- [Work order]: Quote exactly, and only, the lines of the material below from the line with "Target: green sepal" through the line with "Locate the green fruit, then".

________________________

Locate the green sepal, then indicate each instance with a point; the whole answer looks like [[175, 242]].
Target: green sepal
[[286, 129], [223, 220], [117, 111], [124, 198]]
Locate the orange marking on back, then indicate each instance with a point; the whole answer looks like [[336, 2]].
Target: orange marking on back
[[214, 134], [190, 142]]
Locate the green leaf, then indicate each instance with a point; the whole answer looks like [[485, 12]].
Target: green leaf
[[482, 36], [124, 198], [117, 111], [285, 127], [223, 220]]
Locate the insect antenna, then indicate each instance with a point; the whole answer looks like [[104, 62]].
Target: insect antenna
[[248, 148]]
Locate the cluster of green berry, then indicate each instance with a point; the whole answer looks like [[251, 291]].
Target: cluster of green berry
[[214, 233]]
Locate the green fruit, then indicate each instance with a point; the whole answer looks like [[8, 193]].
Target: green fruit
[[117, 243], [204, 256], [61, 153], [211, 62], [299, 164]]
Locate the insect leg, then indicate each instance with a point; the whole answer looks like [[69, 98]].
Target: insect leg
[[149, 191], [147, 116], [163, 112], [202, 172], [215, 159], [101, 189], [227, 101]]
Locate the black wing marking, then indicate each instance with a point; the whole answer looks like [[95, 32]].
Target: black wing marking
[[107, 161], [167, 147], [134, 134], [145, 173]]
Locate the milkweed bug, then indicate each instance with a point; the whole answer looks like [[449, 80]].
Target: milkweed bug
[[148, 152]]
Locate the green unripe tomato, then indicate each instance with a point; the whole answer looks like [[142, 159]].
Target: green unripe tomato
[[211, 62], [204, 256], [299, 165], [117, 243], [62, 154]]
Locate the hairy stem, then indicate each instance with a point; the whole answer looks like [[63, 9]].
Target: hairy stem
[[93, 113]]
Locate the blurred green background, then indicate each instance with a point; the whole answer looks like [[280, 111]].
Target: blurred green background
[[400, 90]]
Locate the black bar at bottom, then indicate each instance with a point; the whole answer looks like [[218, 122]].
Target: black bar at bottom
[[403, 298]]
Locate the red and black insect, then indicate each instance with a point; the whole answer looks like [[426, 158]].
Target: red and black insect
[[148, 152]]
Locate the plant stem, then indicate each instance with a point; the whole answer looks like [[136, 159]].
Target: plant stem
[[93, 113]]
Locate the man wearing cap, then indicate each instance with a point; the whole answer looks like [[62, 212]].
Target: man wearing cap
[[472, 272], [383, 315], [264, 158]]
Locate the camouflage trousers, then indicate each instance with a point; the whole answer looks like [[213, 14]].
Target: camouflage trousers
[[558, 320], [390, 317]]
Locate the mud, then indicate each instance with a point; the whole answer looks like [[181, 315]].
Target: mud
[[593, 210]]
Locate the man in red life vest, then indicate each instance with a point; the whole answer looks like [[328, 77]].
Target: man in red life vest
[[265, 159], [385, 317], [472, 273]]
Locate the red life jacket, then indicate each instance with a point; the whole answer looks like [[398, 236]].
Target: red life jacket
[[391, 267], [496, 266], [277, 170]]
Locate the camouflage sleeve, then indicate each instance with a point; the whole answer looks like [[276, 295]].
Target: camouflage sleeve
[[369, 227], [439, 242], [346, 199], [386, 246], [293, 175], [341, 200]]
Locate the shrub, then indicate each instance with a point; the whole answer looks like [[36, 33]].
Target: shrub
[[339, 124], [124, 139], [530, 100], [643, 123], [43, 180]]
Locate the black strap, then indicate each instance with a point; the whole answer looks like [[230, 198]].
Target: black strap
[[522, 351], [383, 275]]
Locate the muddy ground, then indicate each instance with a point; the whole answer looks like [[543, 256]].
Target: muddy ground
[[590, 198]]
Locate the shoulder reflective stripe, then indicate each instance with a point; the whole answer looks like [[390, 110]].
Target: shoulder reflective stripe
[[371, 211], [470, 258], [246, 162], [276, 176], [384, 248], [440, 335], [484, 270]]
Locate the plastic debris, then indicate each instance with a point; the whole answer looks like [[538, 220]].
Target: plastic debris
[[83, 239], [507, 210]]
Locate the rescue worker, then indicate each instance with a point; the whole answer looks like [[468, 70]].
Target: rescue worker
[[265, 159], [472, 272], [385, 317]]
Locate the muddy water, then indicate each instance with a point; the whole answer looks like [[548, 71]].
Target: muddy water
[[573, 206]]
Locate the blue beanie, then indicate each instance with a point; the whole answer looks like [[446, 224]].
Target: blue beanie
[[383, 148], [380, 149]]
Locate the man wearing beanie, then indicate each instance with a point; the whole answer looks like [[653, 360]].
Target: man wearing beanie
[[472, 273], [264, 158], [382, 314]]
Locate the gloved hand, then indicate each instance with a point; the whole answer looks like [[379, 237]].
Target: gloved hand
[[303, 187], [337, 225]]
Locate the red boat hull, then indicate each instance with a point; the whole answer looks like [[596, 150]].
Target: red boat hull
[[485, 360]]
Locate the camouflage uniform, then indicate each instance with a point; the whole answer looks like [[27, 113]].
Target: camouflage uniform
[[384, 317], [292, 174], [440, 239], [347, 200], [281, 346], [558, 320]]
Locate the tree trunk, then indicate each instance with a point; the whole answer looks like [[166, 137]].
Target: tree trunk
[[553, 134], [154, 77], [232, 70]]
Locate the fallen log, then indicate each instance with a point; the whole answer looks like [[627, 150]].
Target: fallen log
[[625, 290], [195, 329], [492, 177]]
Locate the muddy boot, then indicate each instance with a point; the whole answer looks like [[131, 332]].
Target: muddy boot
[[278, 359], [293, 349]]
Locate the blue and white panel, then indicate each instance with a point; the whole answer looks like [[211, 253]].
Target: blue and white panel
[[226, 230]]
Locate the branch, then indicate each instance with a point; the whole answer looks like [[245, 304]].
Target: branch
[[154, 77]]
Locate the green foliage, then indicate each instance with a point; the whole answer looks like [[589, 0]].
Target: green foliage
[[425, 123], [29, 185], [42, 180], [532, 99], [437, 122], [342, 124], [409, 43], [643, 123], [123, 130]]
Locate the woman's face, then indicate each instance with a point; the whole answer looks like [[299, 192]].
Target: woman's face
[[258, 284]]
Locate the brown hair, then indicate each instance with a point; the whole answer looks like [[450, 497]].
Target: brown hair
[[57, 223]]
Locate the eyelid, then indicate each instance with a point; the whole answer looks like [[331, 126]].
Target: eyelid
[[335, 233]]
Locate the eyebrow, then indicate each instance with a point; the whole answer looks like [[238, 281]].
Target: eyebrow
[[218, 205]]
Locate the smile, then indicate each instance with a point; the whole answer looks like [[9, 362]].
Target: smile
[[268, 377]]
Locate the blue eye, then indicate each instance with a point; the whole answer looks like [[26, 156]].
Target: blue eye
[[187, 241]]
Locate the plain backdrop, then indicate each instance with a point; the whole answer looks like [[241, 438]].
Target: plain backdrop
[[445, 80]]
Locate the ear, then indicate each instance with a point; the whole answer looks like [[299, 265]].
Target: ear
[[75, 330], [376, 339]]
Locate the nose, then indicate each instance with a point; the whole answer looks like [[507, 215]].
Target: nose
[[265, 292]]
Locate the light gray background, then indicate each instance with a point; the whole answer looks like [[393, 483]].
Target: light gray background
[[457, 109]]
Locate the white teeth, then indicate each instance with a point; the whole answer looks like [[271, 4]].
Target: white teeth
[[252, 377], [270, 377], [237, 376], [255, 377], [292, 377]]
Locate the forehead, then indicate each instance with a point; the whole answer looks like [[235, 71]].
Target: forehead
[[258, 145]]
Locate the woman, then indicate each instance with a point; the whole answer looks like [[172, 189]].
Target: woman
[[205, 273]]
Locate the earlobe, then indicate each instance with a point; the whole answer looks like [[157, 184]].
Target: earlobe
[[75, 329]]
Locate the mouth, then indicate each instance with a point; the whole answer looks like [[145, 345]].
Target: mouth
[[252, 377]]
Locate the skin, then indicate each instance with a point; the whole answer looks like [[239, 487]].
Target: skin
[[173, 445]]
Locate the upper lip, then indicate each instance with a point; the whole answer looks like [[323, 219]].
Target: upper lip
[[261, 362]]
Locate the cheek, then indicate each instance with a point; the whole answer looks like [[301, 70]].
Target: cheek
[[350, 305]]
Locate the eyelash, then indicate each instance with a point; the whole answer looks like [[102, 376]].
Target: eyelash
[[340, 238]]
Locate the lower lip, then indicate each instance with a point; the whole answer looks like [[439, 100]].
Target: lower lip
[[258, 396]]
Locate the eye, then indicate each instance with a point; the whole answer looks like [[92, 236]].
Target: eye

________________________

- [The answer]:
Target: green sepal
[[286, 129], [223, 220], [117, 111], [124, 198]]
Locate the orange marking on back, then indicate each instance with a point; the whole answer looks like [[336, 2]].
Target: orange marking on back
[[214, 134], [190, 142]]
Locate the green leaf, then indicate each instance with a point; the whole answer looks like [[485, 12]].
Target: green leaf
[[482, 36], [124, 198], [117, 111], [285, 127], [223, 220]]
Locate the insect antenna, then indicate each instance with a point; the whole answer looks like [[104, 62]].
Target: insect antenna
[[248, 148]]
Locate the cluster of green berry, then indicate each instance with a point; the whole answer looks like [[251, 291]].
Target: cluster of green berry
[[214, 233]]
Locate the green fruit, then indicate each instance with a point; the whole answer looks like [[8, 193]].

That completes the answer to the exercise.